_Assignment_:
From the listing below, pull out all lines with "Outline" in them.
○ ○ ○ ○ ○ ○ ○
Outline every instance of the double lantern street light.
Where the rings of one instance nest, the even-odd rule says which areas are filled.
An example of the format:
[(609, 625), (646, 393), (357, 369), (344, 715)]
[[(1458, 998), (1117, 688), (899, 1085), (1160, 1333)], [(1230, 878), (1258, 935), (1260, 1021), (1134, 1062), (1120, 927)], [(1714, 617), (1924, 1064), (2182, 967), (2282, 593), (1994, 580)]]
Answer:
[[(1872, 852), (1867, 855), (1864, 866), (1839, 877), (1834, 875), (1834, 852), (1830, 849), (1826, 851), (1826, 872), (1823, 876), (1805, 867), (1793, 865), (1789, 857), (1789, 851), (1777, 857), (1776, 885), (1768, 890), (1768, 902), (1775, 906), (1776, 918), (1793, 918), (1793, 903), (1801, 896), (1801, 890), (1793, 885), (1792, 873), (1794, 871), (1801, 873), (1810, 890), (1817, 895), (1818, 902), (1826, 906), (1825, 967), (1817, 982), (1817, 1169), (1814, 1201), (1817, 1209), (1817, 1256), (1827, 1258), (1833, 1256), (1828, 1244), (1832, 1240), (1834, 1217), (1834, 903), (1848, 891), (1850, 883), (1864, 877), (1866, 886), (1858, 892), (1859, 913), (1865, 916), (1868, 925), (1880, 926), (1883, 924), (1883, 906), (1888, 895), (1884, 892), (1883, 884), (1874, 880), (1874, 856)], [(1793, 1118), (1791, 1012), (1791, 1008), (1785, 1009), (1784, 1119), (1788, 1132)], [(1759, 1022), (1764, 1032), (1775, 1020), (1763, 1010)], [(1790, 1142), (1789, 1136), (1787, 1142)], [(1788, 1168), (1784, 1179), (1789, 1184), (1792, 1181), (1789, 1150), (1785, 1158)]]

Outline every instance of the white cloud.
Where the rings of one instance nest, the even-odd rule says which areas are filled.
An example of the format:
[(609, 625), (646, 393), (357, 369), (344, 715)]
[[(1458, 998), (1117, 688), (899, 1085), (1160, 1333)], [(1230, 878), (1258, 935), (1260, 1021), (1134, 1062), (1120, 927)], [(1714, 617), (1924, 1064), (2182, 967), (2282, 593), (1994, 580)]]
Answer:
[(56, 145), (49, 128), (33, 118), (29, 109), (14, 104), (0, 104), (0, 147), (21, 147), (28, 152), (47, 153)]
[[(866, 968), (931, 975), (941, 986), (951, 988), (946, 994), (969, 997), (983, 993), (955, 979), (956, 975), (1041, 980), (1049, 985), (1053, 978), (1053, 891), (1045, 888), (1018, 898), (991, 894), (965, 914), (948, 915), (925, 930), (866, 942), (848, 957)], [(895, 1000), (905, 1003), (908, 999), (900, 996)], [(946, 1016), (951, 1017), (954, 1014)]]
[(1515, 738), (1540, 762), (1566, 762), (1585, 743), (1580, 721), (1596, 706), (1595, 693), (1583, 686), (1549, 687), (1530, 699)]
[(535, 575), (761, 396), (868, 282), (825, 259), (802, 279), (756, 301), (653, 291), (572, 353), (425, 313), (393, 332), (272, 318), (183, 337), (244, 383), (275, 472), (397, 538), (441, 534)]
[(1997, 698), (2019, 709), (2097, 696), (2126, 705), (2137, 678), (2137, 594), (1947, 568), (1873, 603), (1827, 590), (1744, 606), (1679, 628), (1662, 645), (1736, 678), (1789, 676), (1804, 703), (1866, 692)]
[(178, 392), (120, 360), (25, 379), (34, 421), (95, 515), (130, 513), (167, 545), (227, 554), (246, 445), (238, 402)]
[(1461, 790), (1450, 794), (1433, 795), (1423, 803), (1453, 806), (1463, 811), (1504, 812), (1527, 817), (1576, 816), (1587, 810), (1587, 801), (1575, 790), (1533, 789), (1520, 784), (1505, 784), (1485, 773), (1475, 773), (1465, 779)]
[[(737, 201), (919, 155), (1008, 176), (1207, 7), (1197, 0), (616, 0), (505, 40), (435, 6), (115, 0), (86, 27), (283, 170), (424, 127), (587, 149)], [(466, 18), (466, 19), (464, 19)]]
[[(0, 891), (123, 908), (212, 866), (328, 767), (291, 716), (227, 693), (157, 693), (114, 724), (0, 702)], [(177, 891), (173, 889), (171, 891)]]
○ ○ ○ ○ ○ ○ ○
_Task solution_:
Outline every instance of the double lantern street light.
Outline every instance of the white cloud.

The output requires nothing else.